**Challenge**
Please copy the records below word for word, leaving out the pictures.

Object point labels
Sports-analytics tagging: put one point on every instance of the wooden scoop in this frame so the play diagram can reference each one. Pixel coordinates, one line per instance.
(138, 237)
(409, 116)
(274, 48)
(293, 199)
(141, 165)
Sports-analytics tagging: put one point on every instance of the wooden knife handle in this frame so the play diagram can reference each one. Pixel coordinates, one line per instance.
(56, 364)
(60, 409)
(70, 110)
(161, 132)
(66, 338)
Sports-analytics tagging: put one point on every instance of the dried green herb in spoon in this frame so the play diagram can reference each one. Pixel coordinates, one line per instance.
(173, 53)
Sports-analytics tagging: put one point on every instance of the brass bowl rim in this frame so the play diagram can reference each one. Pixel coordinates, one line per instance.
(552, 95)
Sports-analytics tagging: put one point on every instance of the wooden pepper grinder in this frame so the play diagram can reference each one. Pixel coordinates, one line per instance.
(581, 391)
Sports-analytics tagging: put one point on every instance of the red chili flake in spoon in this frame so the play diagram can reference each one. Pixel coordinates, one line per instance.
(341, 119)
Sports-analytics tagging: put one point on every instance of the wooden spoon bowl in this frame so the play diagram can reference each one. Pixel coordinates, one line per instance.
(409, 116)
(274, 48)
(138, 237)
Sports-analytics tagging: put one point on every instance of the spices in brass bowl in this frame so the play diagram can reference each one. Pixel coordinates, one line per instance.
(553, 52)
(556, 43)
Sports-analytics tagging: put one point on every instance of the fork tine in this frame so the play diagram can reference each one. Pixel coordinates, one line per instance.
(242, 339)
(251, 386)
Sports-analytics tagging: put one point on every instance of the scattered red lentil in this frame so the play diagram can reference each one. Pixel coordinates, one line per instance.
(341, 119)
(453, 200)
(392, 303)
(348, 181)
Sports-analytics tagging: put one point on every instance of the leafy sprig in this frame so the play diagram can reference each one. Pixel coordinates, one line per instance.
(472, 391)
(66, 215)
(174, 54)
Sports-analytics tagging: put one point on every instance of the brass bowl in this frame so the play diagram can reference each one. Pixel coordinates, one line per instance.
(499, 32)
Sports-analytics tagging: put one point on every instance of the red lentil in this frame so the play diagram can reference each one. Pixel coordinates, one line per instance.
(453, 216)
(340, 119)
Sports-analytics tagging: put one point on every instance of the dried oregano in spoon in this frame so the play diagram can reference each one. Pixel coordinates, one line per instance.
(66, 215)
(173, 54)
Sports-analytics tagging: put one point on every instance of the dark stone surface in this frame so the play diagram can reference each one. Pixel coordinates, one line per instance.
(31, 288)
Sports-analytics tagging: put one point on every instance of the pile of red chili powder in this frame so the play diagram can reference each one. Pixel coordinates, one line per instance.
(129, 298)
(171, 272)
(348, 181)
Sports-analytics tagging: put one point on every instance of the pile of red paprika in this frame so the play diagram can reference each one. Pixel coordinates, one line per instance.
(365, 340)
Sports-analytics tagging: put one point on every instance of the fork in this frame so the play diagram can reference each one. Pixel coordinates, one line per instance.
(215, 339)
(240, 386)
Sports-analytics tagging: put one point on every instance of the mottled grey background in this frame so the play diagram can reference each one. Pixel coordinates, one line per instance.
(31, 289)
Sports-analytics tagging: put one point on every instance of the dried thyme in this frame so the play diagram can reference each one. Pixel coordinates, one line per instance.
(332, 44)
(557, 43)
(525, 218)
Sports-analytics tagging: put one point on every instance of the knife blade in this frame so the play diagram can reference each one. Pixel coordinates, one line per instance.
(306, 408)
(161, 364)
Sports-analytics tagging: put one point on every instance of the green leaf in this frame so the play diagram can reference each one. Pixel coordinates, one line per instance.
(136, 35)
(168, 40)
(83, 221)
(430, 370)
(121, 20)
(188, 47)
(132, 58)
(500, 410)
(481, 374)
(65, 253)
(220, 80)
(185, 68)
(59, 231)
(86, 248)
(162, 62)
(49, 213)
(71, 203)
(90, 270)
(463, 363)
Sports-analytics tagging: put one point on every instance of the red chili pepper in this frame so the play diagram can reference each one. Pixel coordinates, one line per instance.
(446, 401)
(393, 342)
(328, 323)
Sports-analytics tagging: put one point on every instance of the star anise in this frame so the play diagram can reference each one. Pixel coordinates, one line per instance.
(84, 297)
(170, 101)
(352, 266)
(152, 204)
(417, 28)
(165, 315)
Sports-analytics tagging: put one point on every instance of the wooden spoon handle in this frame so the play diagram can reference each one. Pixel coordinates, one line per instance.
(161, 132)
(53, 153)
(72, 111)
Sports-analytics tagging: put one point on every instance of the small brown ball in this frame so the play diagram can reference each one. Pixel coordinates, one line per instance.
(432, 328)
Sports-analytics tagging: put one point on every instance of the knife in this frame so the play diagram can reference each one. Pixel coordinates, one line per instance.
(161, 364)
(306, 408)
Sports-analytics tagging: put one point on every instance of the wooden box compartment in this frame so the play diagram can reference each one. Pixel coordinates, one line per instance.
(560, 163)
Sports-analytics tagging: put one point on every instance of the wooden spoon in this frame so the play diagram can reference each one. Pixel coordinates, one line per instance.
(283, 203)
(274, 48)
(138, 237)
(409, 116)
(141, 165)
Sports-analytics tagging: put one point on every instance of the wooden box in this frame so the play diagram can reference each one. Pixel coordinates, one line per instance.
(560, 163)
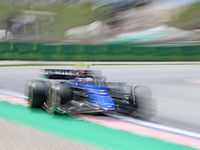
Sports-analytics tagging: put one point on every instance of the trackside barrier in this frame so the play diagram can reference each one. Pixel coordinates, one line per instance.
(62, 52)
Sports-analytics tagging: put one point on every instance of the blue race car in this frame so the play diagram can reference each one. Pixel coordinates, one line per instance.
(86, 91)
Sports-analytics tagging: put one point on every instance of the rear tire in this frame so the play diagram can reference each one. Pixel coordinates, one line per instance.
(36, 93)
(144, 104)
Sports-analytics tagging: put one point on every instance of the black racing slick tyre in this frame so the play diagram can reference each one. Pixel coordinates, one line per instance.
(144, 103)
(36, 93)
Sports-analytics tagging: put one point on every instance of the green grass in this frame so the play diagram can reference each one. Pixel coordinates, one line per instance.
(67, 16)
(189, 17)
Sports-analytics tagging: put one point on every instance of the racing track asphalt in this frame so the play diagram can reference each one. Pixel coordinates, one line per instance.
(178, 100)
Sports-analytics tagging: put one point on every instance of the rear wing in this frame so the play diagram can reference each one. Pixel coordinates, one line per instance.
(66, 74)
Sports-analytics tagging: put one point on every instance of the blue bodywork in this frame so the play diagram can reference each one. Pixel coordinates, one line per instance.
(98, 95)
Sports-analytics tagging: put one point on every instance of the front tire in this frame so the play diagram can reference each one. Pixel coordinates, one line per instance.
(36, 93)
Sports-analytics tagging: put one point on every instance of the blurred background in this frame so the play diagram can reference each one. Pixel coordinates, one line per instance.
(103, 21)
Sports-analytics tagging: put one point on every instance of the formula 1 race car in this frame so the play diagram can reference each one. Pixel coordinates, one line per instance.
(86, 91)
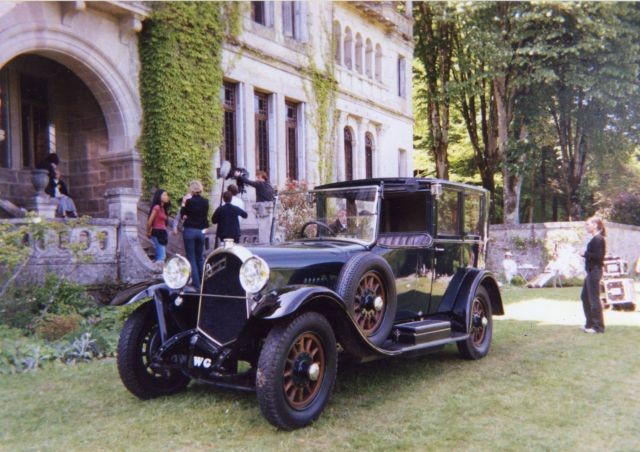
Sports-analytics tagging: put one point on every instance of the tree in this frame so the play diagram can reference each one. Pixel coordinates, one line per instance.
(435, 32)
(587, 56)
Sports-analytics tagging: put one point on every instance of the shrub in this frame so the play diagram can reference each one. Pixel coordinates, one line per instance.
(55, 326)
(626, 209)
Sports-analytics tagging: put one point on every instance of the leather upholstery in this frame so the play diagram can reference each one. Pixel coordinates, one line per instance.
(405, 240)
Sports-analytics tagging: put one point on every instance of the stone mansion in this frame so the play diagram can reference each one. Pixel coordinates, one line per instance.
(69, 85)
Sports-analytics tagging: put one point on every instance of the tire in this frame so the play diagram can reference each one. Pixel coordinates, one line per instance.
(139, 340)
(365, 279)
(477, 345)
(289, 397)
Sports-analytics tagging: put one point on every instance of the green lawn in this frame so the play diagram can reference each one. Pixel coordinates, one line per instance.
(542, 387)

**The reply**
Sports-analytics tagging: put one point on every instance of the wooden scoop in this frame so the play diagram can reference each one. Pixel coordinates, one line per instance.
(138, 237)
(409, 116)
(274, 48)
(293, 199)
(141, 165)
Sports-analytics tagging: put one point on every instance of the wooden knife handle in this frame so the play diagram can reference each one. Pixel coordinates, one line per instance.
(56, 364)
(60, 409)
(70, 110)
(161, 132)
(66, 338)
Sports-analytics tagging: put one point on every instance of the dried green herb in spoon in this frame so the play diagram can reference each one. Pixel coordinates, one line per instance.
(173, 53)
Sports-analytics tagging: put one point on every instance of the brass bowl rim in this frame so the play diagram can reference each one. Pixel coordinates, one line per instance.
(552, 95)
Sports-analytics tagging: put one point on every instance of the wooden pepper grinder in this frame so the play diagram can reference each one. Pixel coordinates, one line per instance.
(581, 391)
Sports-analytics tagging: put one point on every instance of the red chili flake in spoon in this frame so the play diagram can reference each one. Pixel coordinates, one line per instance.
(341, 119)
Sports-analytics tagging: put one point on every instance of the wooden spoon bowl in this frame so the play diagram can reference each one. Pixel coordinates, one line per instance.
(409, 116)
(274, 48)
(138, 237)
Sports-analytics tagging: put one point on every instance of the spices in brass bowl in this frame so the play diagram can reference each one. Pixel coordinates, one line per instance.
(553, 52)
(556, 43)
Sports-analytics tagging: put one point on every instance of the fork tine in this frame so the play diagram can reference each one. Pixel coordinates, one line per instance.
(242, 339)
(251, 386)
Sports-analytics tagging: put one point on every instance of the scattered red lentil in this frame so the play diagram can reference each one. Pixel coordinates, one line per instance.
(341, 119)
(453, 200)
(392, 303)
(348, 181)
Sports-analytics tagging: put one point on every instance of the leafy sprig in this frame so the play diagram can reference each one. Pixel coordinates, one line per instance.
(472, 391)
(66, 215)
(174, 54)
Sports-analytics tagging: put one point on every instance of the brass bowl in this frame so the play diagram can reference each one. Pixel coordinates, one line per instance.
(499, 32)
Sports-analytics tagging: put one point on every instance of the red lentil in this frame so the play diagram can reference each one. Pixel coordinates, one line per instance.
(453, 216)
(340, 119)
Sports-analytics tagging: put one point on every instance of the dried oregano in spoon in this frame so the play diagram can reference each one. Pixel coordinates, one line per instance.
(66, 215)
(173, 54)
Sports-analytics tagging: put one point on every instance of the dark stone surface in this frame so the play diagram can reference each one. Pixel coordinates, one line per instance.
(31, 288)
Sports-analytics tagging: put one point on every instance of the pile of red chili powder in this frame so the play diagram can reference each one. Pixel coordinates, one line per instance.
(129, 298)
(171, 272)
(348, 181)
Sports-analytics tagging: put one point on every instance of the pile of red paprika in this frame so the play diagram can reference each one. Pixel coordinates, one line per instance.
(365, 340)
Sports-analytics tagging: put one point on every instance of the fork in this frame so the play diagram can reference each one. Pixel coordinates, one line per instance.
(215, 339)
(240, 386)
Sports-analytics tagging: put one point on every instance of the mottled grey background in this frame so the play diagram can reference each one. Pixel coordinates, one line per instance.
(31, 289)
Sports-analytics tagging: put one point on every instance of the dried thyme in this frame so the play diagram can reference each one. Pixel coordinates, one line per instance.
(332, 44)
(557, 43)
(525, 218)
Sports-analytics tagging: put one point on every instance of the knife blade in this frame so the play diagram can reference each one. Pixel coordinates, one line per instance.
(306, 408)
(161, 364)
Sports-analytics tagging: put one point on every instance of the green leaf in this frame so the play diagram can reference each one. Pixel coordinates, one line per instance.
(136, 35)
(168, 40)
(83, 221)
(430, 370)
(121, 20)
(188, 47)
(132, 58)
(500, 410)
(481, 374)
(65, 253)
(220, 80)
(185, 68)
(59, 231)
(86, 248)
(162, 62)
(49, 213)
(71, 203)
(90, 270)
(463, 363)
Sports-analytics tagging: put one point on every instance of the red chili pepper in this frame so the play diagram can reference each one. Pixel coordinates, one line per instance.
(446, 401)
(393, 342)
(328, 323)
Sports-analytics tagging: put one point on every instance of the star anise in this frame so the play diagram can reference each one. Pixel coordinates, one line per instance.
(84, 297)
(170, 101)
(352, 266)
(152, 204)
(417, 28)
(165, 315)
Sports-analytics tagging: put one point on every instance of the wooden spoon handle in this frame so the play diagram can reference each one. Pixel coordinates, one line per instance.
(161, 132)
(53, 153)
(72, 111)
Sports-analytics tagging: put one point on every instance of the small brown ball in this frame so the play diagram can reference each one. Pixel coordinates, one line per instance.
(432, 328)
Sports-analytics tagging: put one point on every instance of the knife in this frame so the play diagram can reference each one. Pixel coordinates, one line per instance.
(161, 364)
(306, 408)
Sports-analytics tagging: put one point on every instance of the wooden box compartment in this frame so the play diagram can reference each one. Pixel coordinates, one line per instance.
(560, 163)
Sports-analytics tagging: put one point on every instance of the wooden spoon in this frame so the play diagram can reference each one. Pixel coordinates, one line per instance.
(283, 203)
(274, 48)
(138, 237)
(409, 116)
(141, 165)
Sports-analytics tagging: put one point on every instance of the wooden box in this frame so the play diagram can reference each one. Pixel coordinates, one line per instance.
(560, 163)
Sports-analytics tagging: put one point on every instance of the trackside barrier in this frame so the play diagram can reference each one. Pixel coordinates, one line per instance.
(62, 52)
Sports-analytics tagging: put one point on every instance of the blue race car in this frame so the play diagram can reference each one. Pixel coordinates, one line per instance.
(86, 91)
Sports-analytics tagging: put one point on every instance of the rear tire in this frame so the play diagram can reference each one. Pixel coordinates, one line per instance.
(36, 93)
(144, 104)
Sports-analytics tagging: put one point on every instance of the black racing slick tyre in this frame so the play diagram can reference each one. Pixel coordinates, one line per instance.
(144, 103)
(36, 93)
Sports-analytics tagging: put one point on every instance of the green grass in this frame so the play diagram can reference each one. Pixel coordinates, one line per instance.
(67, 16)
(189, 17)
Sports-analytics tagging: put one point on every instance of the racing track asphalt in this frame so the play diagram can reference each one. Pixel coordinates, one line per instance.
(178, 100)
Sports-analytics tagging: put one point on every instance of the rear wing in this frame so the play diagram can reference each one. Pixel coordinates, one line per instance.
(66, 74)
Sports-analytics tagging: put one point on every instance of the blue bodywork in this frame so the play diagram can reference each one. Pixel coordinates, one line per instance.
(98, 95)
Sports-analytics tagging: put one point on every instance of the front tire in this frame so the play diagram can reference each one. Pixel coordinates, one line per instance.
(36, 93)
Sports-analytics tagging: put one point on every instance of the blurred background in this frame so the play diagram can reference each one. Pixel coordinates, one line per instance.
(103, 21)
Sports-analytics tagging: put one point on every instance of the formula 1 race car in this frame so the play diagram can reference each one. Pixel coordinates, one line per instance.
(86, 91)
Sports-analytics tagging: put one point on every instance of the tree in this frame so the play diagram can reference each one. Pixel coordinates, one line per instance.
(435, 32)
(587, 56)
Sports-analytics tagging: put one point on every instance of the shrub in this frame so the play diagram can reference each one. Pixel coordinates, one line per instance.
(55, 326)
(626, 209)
Sports-analytics tagging: put one point on every instance of the leather upholstery in this frame so the play diagram can reference each one. Pixel coordinates, one line per instance.
(405, 240)
Sports-analytics tagging: put one point on every instance of the stone mansion in this frame so the play diagram can reference each one. Pixel coordinates, one line per instance.
(69, 85)
Sports-analytics tagging: put one point on every instance of the tire in this frame so the play diagram can reference each one. Pixel coordinates, one line per instance.
(139, 340)
(365, 279)
(477, 345)
(289, 397)
Sports-analytics tagging: put one point on every instance of the green lawn in this frame so the play diagram can reference each one. Pixel coordinates, one line per instance.
(542, 387)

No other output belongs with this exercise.